▶ Task to carry out: Return the material below verbatim, from the line with "Reviewer note. Check that every instance of the man's hat" to the line with "<point>37,123</point>", both lines included.

▶ Supplied data:

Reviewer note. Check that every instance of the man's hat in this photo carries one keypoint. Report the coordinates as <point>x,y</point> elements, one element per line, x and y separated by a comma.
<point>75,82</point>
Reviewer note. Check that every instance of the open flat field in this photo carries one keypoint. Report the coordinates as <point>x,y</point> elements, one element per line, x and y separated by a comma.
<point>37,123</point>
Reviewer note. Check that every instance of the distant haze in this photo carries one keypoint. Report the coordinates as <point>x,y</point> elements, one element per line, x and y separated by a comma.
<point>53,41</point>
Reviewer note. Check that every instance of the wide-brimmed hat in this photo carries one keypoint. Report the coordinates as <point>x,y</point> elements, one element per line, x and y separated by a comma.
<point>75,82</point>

* * *

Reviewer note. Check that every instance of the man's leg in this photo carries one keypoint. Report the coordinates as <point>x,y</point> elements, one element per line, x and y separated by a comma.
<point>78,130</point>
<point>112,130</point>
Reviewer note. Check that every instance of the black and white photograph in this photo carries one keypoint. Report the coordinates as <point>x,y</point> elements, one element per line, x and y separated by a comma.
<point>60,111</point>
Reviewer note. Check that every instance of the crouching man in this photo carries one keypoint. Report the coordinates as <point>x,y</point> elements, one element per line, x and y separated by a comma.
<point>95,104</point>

▶ Exercise result:
Reviewer note. Check that every instance of the man's hat in this photo carries one keypoint. Report the coordinates as <point>x,y</point> elements, one element per line, x and y separated by a comma.
<point>75,82</point>
Reviewer note. Check that every instance of the open flat field in this photo carries one keypoint. Report the coordinates as <point>x,y</point> elements, one element per line, x and y separated by a comma.
<point>37,123</point>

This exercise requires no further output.